◆ Aim ◆
Rewrite the entries from the start through the line containing "column 38, row 35" as a two-column CSV with the header text,points and one row per entry. Put each entry's text and its answer in a single quoted field apiece, replacing line breaks with spaces.

## Begin Records supplied

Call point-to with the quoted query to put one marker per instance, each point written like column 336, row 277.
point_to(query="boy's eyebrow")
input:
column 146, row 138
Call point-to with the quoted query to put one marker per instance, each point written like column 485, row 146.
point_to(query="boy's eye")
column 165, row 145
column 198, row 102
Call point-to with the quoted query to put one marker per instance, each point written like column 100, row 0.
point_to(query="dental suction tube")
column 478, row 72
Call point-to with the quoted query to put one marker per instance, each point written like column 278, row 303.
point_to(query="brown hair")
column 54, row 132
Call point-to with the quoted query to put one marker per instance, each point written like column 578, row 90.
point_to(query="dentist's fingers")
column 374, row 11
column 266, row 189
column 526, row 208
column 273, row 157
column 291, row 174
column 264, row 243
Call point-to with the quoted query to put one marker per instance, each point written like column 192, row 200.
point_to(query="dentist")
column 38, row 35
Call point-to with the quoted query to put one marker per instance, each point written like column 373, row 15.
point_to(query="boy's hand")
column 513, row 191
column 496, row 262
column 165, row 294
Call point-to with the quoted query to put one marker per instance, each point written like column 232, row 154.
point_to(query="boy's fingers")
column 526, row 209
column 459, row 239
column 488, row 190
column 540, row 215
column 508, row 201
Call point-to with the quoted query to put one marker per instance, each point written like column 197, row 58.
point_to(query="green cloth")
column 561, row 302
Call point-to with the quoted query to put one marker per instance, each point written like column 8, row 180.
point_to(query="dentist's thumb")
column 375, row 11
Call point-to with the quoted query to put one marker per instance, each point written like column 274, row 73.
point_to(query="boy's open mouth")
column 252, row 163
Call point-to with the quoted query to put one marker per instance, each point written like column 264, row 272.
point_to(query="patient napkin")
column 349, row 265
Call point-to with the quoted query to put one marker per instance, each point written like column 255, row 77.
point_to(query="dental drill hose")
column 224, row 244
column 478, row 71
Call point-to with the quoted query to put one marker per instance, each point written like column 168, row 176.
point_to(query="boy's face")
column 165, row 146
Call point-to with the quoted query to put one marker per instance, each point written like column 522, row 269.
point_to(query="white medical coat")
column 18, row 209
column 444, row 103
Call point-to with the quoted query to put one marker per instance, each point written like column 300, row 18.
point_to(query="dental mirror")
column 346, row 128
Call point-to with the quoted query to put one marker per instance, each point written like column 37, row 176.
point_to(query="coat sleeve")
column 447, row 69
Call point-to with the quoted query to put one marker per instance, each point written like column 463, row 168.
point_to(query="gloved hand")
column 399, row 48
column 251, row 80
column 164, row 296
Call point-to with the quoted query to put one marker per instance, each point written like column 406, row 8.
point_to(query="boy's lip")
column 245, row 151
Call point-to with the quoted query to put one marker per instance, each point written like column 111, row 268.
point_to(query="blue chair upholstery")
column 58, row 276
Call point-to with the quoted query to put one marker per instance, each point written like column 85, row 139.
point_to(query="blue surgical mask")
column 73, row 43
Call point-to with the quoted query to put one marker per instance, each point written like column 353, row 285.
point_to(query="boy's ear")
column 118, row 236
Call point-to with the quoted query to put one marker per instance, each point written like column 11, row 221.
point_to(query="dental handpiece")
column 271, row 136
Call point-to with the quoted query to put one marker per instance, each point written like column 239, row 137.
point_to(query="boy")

## End Records supplied

◆ Solution ◆
text,points
"Call point-to with the quoted query to put one marker per instance, each point written like column 336, row 277. point_to(query=""boy's eyebrow"") input:","column 146, row 138"
"Call point-to with the quoted query to put one marker per instance, each point written like column 485, row 146. point_to(query=""boy's eye"")","column 165, row 145 column 198, row 102"
"Call point-to with the quoted query to put one marker per instance, each point written like column 100, row 0. point_to(query=""dental suction tube"")","column 478, row 72"
"Call point-to with the quoted query to put one marker per instance, each point written like column 278, row 303. point_to(query=""brown hair"")","column 54, row 132"
"Call point-to with the quoted query to put one marker per instance, each point written like column 578, row 90. point_to(query=""dentist's fingers"")","column 374, row 11 column 266, row 189 column 526, row 208 column 273, row 157 column 291, row 174 column 264, row 243"
"Call point-to with the quoted query to put one marker per instance, each point written like column 192, row 200. point_to(query=""dentist"")","column 38, row 35"